### Given instruction:
Starting at the line containing "task | indicate the white wall" and ending at the end of the records, copy every line again, requests included. Raise each coordinate of the answer points by 11 and leave everything else unchanged.

--------------------------------

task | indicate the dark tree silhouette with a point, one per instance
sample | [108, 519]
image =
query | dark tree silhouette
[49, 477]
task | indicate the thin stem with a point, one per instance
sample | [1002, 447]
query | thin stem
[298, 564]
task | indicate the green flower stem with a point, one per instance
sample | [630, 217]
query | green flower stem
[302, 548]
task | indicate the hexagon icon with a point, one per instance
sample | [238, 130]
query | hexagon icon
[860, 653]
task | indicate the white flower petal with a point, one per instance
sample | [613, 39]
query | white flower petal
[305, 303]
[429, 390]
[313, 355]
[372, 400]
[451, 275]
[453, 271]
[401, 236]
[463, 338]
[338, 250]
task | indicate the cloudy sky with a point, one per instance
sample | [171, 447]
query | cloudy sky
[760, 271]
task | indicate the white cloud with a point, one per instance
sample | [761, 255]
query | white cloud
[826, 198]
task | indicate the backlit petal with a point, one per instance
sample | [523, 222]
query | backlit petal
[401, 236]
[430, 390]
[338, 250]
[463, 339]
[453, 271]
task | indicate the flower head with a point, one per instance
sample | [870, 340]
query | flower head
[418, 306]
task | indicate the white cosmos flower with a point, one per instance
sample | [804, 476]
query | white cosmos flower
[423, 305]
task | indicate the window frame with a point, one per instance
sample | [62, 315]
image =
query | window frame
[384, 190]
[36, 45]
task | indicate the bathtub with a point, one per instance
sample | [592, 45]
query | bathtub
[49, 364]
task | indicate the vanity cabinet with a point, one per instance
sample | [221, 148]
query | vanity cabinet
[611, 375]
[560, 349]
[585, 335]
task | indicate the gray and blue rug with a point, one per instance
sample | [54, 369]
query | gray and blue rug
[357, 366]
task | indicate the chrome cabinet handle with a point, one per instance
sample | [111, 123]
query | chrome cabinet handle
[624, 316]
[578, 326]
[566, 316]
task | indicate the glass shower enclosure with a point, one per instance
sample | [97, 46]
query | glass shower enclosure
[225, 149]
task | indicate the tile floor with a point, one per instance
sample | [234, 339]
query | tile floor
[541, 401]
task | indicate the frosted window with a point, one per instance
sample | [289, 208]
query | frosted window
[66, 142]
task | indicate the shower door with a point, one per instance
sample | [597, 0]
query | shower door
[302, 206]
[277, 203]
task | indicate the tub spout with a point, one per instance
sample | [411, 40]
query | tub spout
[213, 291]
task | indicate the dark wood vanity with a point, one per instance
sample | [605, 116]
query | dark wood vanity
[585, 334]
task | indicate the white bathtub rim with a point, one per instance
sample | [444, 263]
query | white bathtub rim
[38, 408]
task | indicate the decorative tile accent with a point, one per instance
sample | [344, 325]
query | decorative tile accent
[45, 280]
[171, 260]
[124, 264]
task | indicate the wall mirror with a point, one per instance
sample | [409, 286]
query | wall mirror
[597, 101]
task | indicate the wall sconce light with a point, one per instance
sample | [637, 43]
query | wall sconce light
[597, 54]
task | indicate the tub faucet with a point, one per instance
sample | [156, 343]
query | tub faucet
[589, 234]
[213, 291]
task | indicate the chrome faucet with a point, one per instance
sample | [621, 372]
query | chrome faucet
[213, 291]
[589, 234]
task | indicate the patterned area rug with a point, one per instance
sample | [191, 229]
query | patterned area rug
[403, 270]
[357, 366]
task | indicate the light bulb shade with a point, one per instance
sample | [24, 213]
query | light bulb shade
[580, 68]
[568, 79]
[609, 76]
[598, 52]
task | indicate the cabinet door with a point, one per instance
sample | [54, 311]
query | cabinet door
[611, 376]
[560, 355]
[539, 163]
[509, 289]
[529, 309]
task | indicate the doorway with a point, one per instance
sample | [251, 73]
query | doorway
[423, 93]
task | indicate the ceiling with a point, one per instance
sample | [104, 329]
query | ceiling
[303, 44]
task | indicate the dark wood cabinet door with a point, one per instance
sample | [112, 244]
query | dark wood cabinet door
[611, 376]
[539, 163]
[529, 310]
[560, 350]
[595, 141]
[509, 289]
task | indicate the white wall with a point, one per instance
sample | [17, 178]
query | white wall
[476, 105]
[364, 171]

--------------------------------

### Output for this task:
task | indicate the white wall with a point, one per instance
sample | [17, 178]
query | white wall
[487, 116]
[375, 182]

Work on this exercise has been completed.